Supplied records:
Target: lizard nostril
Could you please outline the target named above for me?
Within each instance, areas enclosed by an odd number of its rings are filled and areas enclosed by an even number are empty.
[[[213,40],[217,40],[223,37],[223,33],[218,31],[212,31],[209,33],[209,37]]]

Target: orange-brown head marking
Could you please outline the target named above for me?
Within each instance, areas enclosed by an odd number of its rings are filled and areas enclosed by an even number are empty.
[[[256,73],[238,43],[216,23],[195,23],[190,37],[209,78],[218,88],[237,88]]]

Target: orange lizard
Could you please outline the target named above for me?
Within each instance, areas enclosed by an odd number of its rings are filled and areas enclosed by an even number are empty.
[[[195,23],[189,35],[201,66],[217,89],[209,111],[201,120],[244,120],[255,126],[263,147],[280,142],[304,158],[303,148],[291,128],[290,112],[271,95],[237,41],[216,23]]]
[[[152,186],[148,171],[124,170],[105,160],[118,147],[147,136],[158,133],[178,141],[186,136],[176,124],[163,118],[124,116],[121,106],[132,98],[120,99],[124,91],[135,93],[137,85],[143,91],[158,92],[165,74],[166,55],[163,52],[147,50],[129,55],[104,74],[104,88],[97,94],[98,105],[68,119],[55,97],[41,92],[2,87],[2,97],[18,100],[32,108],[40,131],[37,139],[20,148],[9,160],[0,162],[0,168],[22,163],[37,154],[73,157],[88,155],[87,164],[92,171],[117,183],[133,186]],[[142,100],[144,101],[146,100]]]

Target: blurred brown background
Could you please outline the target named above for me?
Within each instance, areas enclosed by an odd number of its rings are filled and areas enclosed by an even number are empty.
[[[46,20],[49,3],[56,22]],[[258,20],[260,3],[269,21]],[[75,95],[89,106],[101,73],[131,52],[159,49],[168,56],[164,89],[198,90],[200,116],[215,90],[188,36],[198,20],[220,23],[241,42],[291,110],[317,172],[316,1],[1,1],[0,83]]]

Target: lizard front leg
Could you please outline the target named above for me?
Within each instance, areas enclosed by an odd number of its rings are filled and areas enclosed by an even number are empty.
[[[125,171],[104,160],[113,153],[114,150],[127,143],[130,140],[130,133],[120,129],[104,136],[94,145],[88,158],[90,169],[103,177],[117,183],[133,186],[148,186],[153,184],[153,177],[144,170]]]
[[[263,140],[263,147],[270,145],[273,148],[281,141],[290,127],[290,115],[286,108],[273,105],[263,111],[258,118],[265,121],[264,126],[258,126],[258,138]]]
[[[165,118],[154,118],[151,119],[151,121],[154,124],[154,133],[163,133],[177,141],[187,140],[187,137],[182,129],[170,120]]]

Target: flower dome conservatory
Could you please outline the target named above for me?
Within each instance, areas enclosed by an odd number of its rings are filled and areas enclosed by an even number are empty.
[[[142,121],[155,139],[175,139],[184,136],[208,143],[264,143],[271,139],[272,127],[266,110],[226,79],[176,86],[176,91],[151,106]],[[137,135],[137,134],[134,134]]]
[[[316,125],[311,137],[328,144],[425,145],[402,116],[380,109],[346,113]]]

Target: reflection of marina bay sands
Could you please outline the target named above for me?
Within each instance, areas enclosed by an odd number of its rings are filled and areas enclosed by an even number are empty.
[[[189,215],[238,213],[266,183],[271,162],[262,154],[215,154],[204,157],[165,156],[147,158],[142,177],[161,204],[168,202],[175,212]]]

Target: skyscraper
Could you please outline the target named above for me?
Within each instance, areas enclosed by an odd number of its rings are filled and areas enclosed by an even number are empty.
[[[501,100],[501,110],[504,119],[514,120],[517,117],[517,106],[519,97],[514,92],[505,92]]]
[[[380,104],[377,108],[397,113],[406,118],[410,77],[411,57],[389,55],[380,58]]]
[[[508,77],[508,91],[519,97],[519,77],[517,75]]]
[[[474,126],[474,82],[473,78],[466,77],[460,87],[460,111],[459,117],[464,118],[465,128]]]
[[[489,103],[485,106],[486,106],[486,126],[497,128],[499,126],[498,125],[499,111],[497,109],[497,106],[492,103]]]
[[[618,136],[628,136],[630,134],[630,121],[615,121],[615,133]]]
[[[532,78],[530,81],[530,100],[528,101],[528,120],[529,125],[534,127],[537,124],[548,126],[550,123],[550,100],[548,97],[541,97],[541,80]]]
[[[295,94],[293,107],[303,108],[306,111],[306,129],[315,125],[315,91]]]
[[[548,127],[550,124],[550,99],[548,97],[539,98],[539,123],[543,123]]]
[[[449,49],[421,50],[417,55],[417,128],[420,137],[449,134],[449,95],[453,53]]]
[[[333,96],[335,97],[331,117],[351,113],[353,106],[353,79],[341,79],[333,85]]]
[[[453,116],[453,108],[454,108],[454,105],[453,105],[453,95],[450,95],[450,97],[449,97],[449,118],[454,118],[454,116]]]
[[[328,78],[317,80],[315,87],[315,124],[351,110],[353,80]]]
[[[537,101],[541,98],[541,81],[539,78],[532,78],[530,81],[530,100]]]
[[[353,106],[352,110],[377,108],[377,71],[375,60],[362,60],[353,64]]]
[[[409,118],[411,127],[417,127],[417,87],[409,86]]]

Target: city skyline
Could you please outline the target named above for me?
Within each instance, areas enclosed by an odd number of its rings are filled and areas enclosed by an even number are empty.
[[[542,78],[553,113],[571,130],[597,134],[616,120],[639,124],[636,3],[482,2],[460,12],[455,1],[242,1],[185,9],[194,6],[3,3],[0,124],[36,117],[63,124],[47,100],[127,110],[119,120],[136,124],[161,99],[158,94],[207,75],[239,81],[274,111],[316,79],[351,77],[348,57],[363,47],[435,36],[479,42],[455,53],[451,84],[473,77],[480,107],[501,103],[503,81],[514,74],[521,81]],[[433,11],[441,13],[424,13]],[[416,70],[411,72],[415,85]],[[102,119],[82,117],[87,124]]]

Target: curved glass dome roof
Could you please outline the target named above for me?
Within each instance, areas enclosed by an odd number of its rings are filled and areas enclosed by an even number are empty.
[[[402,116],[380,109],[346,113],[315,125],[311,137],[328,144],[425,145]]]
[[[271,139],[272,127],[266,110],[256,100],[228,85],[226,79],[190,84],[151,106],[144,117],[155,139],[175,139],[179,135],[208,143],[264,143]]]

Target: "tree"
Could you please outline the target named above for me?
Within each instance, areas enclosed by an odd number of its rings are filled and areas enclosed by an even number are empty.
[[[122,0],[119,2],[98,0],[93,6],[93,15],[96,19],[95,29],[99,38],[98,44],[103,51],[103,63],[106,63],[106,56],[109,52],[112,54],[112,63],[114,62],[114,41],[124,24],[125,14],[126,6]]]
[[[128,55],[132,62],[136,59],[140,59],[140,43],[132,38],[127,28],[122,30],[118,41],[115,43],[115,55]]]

Challenge:
Write out all of the records above word for word, with nothing changed or left out.

Result for this task:
Target: lizard nostril
Could you please outline the target named above for me?
Within each instance, areas enclosed by an odd number of its rings are filled and areas enclosed by an even number are empty.
[[[213,40],[217,40],[223,37],[223,33],[218,31],[212,31],[209,33],[209,37]]]

Target: orange-brown head marking
Could you please outline the target named above for me?
Within each instance, areas enclosed by an odd number of its rings are filled and areas enclosed by an even number are empty.
[[[256,73],[238,43],[216,23],[195,23],[190,37],[209,78],[218,88],[237,88]]]

Target: orange lizard
Could you please outline the target named above for me?
Within each instance, areas enclosed by an odd number of its rings are filled and areas enclosed by an even number are empty.
[[[195,23],[189,35],[201,66],[217,89],[209,111],[201,120],[244,120],[255,126],[263,147],[280,142],[304,158],[303,148],[291,128],[290,112],[271,95],[237,41],[216,23]]]
[[[152,186],[148,171],[124,170],[105,160],[118,147],[147,136],[158,133],[178,141],[186,136],[176,124],[163,118],[124,116],[121,106],[132,98],[120,99],[124,91],[135,93],[137,85],[143,91],[158,92],[165,74],[166,55],[163,52],[147,50],[129,55],[104,74],[104,88],[97,94],[98,105],[68,119],[55,97],[41,92],[2,87],[2,97],[18,100],[32,108],[40,131],[37,139],[20,148],[9,160],[0,162],[0,168],[22,163],[37,154],[73,157],[88,155],[87,164],[92,171],[117,183],[133,186]],[[142,100],[144,101],[146,100]]]

Target: blurred brown background
Could you please outline the target named above for me?
Within each instance, areas enclosed by an odd number of its rings are filled and areas enclosed by an even number are empty.
[[[46,20],[49,3],[56,22]],[[258,20],[260,3],[269,21]],[[75,95],[89,106],[101,73],[131,52],[159,49],[168,56],[164,89],[198,90],[200,116],[215,90],[188,36],[198,20],[220,23],[241,42],[291,110],[317,172],[316,1],[1,1],[0,83]]]

Target: lizard front leg
Could you please outline the target named above for me?
Within each instance, areas enclosed by an odd number of its rings are filled and areas enclosed by an even number are empty.
[[[125,171],[104,160],[113,153],[114,150],[127,143],[130,140],[130,133],[120,129],[104,136],[94,145],[88,158],[90,169],[103,177],[117,183],[133,186],[148,186],[153,184],[153,177],[144,170]]]
[[[263,140],[263,147],[270,145],[273,148],[281,141],[290,127],[290,115],[286,108],[273,105],[263,111],[258,118],[265,121],[264,126],[258,126],[258,138]]]
[[[165,118],[154,118],[151,119],[151,121],[154,124],[154,133],[163,133],[177,141],[187,140],[187,137],[182,129],[170,120]]]

Target: flower dome conservatory
Could you please outline the target named above for me?
Within each instance, areas enclosed by an odd number of its rings are filled and areas enclosed by an even number are empty.
[[[142,121],[155,139],[175,139],[184,136],[208,143],[264,143],[271,139],[272,127],[266,110],[226,79],[176,86],[176,91],[151,106]],[[137,135],[137,134],[134,134]]]
[[[316,125],[311,137],[328,144],[425,145],[402,116],[380,109],[346,113]]]

Target: reflection of marina bay sands
Could you please outline the target named above for me?
Within each instance, areas enclosed by an odd number of its rings are filled and areas enclosed by an even number are empty.
[[[189,215],[238,213],[266,183],[271,162],[262,154],[215,154],[204,157],[165,156],[147,158],[142,177],[161,204],[168,202],[175,212]]]

Target: skyscraper
Could you please outline the target named above for me?
Within each instance, areas enclosed by an odd number of its rings are filled and areas enclosed by an even number are empty.
[[[501,100],[501,110],[504,119],[514,120],[517,117],[517,106],[519,97],[514,92],[505,92]]]
[[[380,104],[377,108],[397,113],[406,118],[410,77],[411,57],[389,55],[380,58]]]
[[[508,77],[508,91],[519,97],[519,77],[517,75]]]
[[[474,126],[474,82],[473,78],[466,77],[460,87],[460,111],[459,117],[464,118],[465,128]]]
[[[489,103],[485,106],[486,106],[486,126],[497,128],[499,126],[498,125],[499,111],[497,109],[497,106],[492,103]]]
[[[618,136],[628,136],[630,134],[630,121],[615,121],[615,133]]]
[[[532,78],[530,81],[530,100],[528,101],[528,120],[529,125],[534,127],[537,124],[548,126],[550,123],[550,100],[548,97],[541,97],[541,80]]]
[[[295,94],[293,107],[303,108],[306,111],[306,129],[315,125],[315,91]]]
[[[548,127],[550,124],[550,99],[548,97],[539,98],[539,123],[543,123]]]
[[[449,49],[421,50],[417,55],[417,128],[420,137],[449,134],[449,95],[453,53]]]
[[[333,96],[335,97],[331,117],[351,113],[353,106],[353,79],[341,79],[333,85]]]
[[[453,116],[453,108],[454,108],[454,105],[453,105],[453,95],[450,95],[450,97],[449,97],[449,118],[454,118],[454,116]]]
[[[328,78],[317,80],[315,87],[315,124],[351,110],[353,80]]]
[[[537,101],[541,98],[541,81],[539,78],[532,78],[530,81],[530,100]]]
[[[353,106],[352,110],[377,108],[377,71],[375,60],[362,60],[353,64]]]
[[[409,118],[411,127],[417,127],[417,87],[409,86]]]

Target: city skyline
Could you please outline the target named above for me?
Within each instance, areas enclosed by an odd number of its rings are filled and areas enclosed by an even number are empty.
[[[542,78],[553,113],[571,130],[597,134],[616,120],[639,124],[636,3],[482,2],[460,12],[455,1],[242,1],[185,9],[194,6],[3,3],[0,124],[36,117],[63,124],[47,100],[127,110],[119,120],[136,124],[161,99],[158,94],[207,75],[239,81],[274,111],[316,79],[351,77],[348,57],[363,47],[435,36],[479,42],[455,53],[451,84],[473,77],[480,107],[501,103],[503,81],[514,74],[521,81]],[[433,11],[441,13],[424,13]],[[416,70],[411,72],[415,85]],[[102,119],[82,117],[87,124]]]

Target: curved glass dome roof
Could you please outline the target named above for me?
Within each instance, areas enclosed by an odd number of its rings are filled and areas enclosed by an even number are empty.
[[[402,116],[380,109],[346,113],[315,125],[311,137],[328,144],[425,145]]]
[[[271,139],[272,127],[266,110],[256,100],[228,85],[226,79],[190,84],[151,106],[144,117],[155,139],[175,139],[179,135],[208,143],[264,143]]]

Target: "tree"
Could you please outline the target named above for me?
Within each instance, areas enclosed by an odd number of its rings are filled and areas enclosed by an even number are empty.
[[[122,0],[119,2],[98,0],[93,6],[93,15],[96,19],[95,29],[99,38],[98,44],[103,51],[103,63],[106,63],[106,56],[109,52],[112,54],[112,63],[114,62],[114,41],[124,24],[125,14],[126,6]]]
[[[128,55],[132,62],[136,59],[140,59],[140,43],[132,38],[127,28],[122,30],[118,41],[115,43],[115,55]]]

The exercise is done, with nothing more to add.